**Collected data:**
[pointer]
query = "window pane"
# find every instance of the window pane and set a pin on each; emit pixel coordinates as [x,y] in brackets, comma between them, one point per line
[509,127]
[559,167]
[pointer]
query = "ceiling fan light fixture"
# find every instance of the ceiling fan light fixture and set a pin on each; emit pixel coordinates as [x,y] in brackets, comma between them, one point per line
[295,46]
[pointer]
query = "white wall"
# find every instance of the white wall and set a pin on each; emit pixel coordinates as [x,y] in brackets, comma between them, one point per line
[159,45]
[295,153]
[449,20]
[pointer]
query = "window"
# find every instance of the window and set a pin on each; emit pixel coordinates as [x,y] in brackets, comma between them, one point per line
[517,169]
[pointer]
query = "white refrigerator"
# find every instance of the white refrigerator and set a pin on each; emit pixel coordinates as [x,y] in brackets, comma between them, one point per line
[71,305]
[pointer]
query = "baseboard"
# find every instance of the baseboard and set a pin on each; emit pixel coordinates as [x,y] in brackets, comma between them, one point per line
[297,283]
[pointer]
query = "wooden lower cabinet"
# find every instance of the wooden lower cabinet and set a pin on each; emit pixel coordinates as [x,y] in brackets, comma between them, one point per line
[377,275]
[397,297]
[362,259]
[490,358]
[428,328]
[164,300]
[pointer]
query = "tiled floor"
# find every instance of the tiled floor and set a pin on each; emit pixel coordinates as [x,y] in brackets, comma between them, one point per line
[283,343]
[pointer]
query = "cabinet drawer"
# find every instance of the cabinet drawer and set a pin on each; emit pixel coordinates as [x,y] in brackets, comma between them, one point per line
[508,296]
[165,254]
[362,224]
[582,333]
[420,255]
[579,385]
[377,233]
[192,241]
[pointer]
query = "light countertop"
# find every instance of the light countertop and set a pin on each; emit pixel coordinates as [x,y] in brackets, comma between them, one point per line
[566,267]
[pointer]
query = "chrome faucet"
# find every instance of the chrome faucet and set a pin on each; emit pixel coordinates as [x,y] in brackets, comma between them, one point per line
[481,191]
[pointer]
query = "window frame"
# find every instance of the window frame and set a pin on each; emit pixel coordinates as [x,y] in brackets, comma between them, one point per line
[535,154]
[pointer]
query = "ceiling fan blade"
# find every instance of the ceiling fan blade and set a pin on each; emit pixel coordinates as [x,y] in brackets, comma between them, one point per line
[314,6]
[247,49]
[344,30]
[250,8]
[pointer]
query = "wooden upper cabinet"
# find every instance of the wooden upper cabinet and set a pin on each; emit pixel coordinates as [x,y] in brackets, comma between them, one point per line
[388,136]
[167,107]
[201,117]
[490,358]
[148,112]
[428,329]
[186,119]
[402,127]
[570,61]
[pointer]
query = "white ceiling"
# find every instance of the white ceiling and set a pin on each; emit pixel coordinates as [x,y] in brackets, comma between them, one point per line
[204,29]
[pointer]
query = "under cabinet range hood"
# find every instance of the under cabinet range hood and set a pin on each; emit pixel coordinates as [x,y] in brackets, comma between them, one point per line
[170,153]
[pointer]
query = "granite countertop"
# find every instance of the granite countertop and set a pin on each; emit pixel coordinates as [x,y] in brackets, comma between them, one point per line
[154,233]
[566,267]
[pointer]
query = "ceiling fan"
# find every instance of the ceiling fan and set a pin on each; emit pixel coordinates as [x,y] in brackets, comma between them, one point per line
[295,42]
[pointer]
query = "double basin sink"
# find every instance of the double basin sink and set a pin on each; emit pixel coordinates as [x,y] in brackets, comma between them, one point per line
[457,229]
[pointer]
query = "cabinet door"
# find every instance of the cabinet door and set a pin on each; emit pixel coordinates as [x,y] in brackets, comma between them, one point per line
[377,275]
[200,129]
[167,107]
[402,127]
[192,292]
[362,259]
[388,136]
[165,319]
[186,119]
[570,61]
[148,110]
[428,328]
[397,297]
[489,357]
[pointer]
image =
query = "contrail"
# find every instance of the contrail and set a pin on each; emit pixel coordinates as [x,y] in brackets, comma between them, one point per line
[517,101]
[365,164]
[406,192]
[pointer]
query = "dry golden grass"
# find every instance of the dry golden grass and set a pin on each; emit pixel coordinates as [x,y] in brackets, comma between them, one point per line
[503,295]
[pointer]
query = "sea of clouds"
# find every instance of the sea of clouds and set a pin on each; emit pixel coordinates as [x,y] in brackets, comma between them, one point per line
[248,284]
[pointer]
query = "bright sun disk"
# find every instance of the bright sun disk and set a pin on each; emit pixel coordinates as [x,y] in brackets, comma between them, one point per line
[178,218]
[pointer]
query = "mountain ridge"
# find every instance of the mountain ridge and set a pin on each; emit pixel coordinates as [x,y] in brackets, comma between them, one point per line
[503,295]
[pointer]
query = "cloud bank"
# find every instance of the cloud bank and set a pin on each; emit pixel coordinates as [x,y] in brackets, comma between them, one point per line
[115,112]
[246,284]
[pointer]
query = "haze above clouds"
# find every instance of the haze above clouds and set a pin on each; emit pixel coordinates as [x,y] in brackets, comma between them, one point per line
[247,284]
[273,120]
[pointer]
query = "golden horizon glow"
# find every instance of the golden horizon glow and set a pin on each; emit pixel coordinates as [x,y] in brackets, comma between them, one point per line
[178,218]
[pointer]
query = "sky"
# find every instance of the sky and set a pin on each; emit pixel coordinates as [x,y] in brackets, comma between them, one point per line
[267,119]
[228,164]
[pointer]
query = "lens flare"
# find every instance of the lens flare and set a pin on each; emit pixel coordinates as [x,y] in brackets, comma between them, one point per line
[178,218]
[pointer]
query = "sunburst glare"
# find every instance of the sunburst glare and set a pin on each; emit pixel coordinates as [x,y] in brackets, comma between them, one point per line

**Requirement:** The answer must consist of each line in the entries above that includes "glare".

**Answer to the exercise:**
query = "sunburst glare"
# find every instance of the sunburst glare and set a pin on each; emit pixel coordinates as [x,y] in brackets, comma between them, one point per line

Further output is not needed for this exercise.